**Task**: The data below is to be retyped exactly, line by line.

____

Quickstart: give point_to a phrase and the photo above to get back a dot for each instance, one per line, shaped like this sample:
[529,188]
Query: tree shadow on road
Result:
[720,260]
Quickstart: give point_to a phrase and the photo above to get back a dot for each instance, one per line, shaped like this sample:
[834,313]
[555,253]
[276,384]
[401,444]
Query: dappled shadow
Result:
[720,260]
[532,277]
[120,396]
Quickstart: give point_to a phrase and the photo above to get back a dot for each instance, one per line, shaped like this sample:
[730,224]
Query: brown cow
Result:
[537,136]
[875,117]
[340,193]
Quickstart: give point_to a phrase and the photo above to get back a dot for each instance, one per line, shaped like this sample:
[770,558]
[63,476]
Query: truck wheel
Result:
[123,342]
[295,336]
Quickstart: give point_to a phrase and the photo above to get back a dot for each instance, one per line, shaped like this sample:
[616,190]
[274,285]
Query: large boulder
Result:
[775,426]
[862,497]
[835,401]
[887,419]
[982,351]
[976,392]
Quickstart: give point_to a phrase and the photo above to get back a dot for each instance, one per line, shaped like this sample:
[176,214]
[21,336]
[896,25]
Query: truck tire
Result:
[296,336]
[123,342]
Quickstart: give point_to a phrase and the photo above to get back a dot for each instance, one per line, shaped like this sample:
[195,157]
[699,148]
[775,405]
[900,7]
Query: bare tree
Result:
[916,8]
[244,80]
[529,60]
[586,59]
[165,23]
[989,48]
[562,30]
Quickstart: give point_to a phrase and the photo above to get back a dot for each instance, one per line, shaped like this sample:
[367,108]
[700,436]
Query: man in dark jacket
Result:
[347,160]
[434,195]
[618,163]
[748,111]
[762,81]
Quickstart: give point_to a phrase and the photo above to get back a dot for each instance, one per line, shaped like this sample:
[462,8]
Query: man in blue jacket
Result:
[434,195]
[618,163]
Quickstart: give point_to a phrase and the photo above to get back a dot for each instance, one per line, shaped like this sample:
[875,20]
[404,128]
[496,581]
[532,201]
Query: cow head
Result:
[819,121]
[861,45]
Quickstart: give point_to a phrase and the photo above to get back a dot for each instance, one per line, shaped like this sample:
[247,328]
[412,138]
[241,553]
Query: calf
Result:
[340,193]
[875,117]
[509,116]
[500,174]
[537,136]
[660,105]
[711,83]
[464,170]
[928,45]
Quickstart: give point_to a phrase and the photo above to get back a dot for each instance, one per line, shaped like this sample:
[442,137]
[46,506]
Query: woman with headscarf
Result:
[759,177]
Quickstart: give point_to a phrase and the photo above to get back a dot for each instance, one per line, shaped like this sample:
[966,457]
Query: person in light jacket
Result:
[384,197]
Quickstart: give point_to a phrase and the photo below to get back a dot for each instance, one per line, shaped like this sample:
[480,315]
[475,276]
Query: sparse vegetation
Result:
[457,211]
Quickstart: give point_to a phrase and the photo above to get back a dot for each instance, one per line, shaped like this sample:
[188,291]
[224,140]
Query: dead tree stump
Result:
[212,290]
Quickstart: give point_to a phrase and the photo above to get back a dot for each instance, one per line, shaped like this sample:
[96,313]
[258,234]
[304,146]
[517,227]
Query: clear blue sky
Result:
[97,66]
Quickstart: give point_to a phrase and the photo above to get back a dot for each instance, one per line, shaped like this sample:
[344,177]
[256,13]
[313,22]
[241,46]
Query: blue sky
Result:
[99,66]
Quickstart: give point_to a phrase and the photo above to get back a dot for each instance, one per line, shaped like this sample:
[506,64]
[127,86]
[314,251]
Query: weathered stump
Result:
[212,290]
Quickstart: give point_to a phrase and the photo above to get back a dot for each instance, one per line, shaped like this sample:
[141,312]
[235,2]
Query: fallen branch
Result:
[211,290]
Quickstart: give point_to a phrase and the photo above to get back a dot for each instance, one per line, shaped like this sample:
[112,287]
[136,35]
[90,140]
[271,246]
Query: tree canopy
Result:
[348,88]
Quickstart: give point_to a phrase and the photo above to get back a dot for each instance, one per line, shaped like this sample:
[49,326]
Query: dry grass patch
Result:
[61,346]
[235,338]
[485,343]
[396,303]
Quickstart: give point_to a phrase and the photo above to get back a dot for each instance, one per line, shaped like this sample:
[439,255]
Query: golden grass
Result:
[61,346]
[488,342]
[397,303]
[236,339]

____

**Expected answer**:
Quickstart: give point_to a phrase and the photo above to get back a dot for each instance, one per line, shaped like this sample:
[529,188]
Query: tree shadow on road
Result:
[720,260]
Quickstart: give point_to a phrase and the photo above to get back a dot for each instance, one per line, shaped like this sample:
[834,313]
[555,253]
[276,384]
[401,444]
Query: dappled shadow
Result:
[720,260]
[532,277]
[120,396]
Quickstart: give point_to a phrase and the photo above to get back a dot for each instance, one per line, shaped like this sample:
[730,224]
Query: brown cow
Result:
[537,136]
[875,117]
[340,193]
Quickstart: give point_to a phrase and the photo above to get back a dot for each instance, one per line, shaped like this sample:
[770,558]
[63,476]
Query: truck wheel
Result:
[123,342]
[295,336]
Quickstart: give point_to a phrase and the photo above to get back a dot for each instance, one per line, shaped like this sample:
[616,190]
[274,285]
Query: large boulder
Result:
[775,426]
[862,497]
[835,401]
[887,419]
[982,351]
[976,392]
Quickstart: give point_to a phrase and the photo above to get back a dot for each instance, one per line, shaped like this sample:
[176,214]
[21,336]
[896,25]
Query: truck tire
Result:
[296,336]
[123,342]
Quickstart: give point_to a phrase and the photo above to get back a dot for each instance, one per line, shaped like this sample:
[195,157]
[699,148]
[775,405]
[900,7]
Query: bare tree
Result:
[916,8]
[244,80]
[529,60]
[586,59]
[165,23]
[989,48]
[562,30]
Quickstart: give point_to a phrase and the photo above to get back a dot for each instance, one per line, shaped like this sample:
[367,108]
[700,436]
Query: man in dark jacket
Result:
[347,160]
[434,195]
[618,163]
[748,111]
[762,81]
Quickstart: give point_to a phrase and the photo above to get back a dot for each instance, one per line, shaped like this sample:
[462,8]
Query: man in blue jacket
Result:
[434,195]
[618,163]
Quickstart: give point_to a phrase and the photo above to get back a dot for each instance, one per line, shaped like this sample:
[875,20]
[404,128]
[496,581]
[532,201]
Query: cow head
Result:
[819,121]
[861,45]
Quickstart: give point_to a phrase and the photo above to get back a dot for each instance, one per line, shaped like this sample:
[247,328]
[412,138]
[241,553]
Query: calf
Result:
[340,193]
[875,117]
[509,116]
[500,174]
[537,136]
[660,105]
[711,83]
[464,170]
[928,45]
Quickstart: give point_to a phrase and the photo above to get back a dot for each instance, one per line, shaped like this sample:
[442,137]
[46,506]
Query: woman with headscarf
Result:
[759,177]
Quickstart: give point_to a phrase and the photo above to get back a dot for each instance, one per line, shaped like this sample:
[966,457]
Query: person in light jacket
Result:
[384,197]
Quickstart: give point_to a phrase and the photo below to get back a dot for each instance, one per line, shaped like this sample:
[480,315]
[475,276]
Query: sparse vegetation
Result:
[457,211]
Quickstart: give point_to a phrase and the photo above to get back a dot for each instance, one per line, shaped like this sample:
[188,291]
[224,140]
Query: dead tree stump
Result:
[212,290]
Quickstart: give point_to a phrase and the photo above to get back a dot for each instance, one per line, shaped like this sample:
[96,313]
[258,234]
[304,146]
[517,227]
Query: clear blue sky
Result:
[97,66]
Quickstart: give point_to a phrase and the photo above to get back a dot for each instance, one per line, shaped like this sample:
[344,177]
[256,13]
[313,22]
[241,46]
Query: blue sky
Result:
[99,66]
Quickstart: give point_to a phrase and the photo above to get back a dot for each instance, one per line, shaped like this sample:
[506,64]
[127,86]
[314,251]
Query: weathered stump
Result:
[212,290]
Quickstart: give point_to a phrase and the photo above to get back a dot for each instance, one per line, shaped like this sample:
[141,312]
[235,2]
Query: fallen branch
Result:
[211,290]
Quickstart: give point_to a phrase and the photo above to get back a dot for each instance, one per line, shaped like this sample:
[112,287]
[136,35]
[90,140]
[271,246]
Query: tree canopy
Result:
[348,88]
Quickstart: give point_to a phrase and the photo above to get back a dot for each instance, one per line, shaped like this sample:
[49,326]
Query: dry grass patch
Result:
[61,346]
[235,338]
[485,343]
[396,303]
Quickstart: give point_to a phrase and the photo above to get back a dot for each instance, one per line, shaped like this sample:
[439,255]
Query: golden grass
Result:
[61,346]
[488,342]
[397,303]
[236,339]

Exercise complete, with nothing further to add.